Gold Price Looking to Break Above the 1918 Mark As Stimulus Awaited
Gold price action is muted on the day, with the daily candle showing a 0.28% drop in the session. This is not unexpected. Today is the Columbus Day holiday, and there is not much happening on the economic front. This is allowing gold traders to re-evaluate their positions, as the trading week kicks off fully tomorrow.
China is back from its Independence holidays, and the People’s Bank of China hit the markets with a bang by reducing the reserve requirement ratio for financial institutions on specific foreign exchange forwards transactions. However, the greenback remained static, probably as a result of the US Dollars.
Speculators increased their net long positions in gold, taking them to 3-month highs after some worries over the pandemic and President Trump’s wealth. However, things may move on in a different direction this week when the markets reopen for trading tomorrow.

_What is needed_
Continue the gold price article above, starting after its last sentence.

_Data block_
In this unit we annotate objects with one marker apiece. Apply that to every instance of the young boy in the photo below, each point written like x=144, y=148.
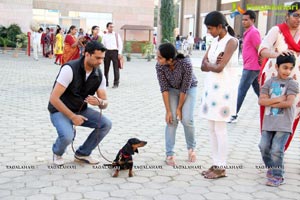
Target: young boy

_Answer space_
Technical Outlook for Gold Price
Today’s downside move is now testing the breached descending trendline/1918.68 support level in classical pullback-retest mode. If these support levels hold firm, gold price may bounce and aim for 1940.15. Further advance brings in 1954.77 as a new target, with 1969.95 and 1980.74 forming potential upside targets.
On the flip side, a collapse of the present support levels allows for a retest of 1900.76, with 1869.39 and 1821.55 lining up as potential downside targets.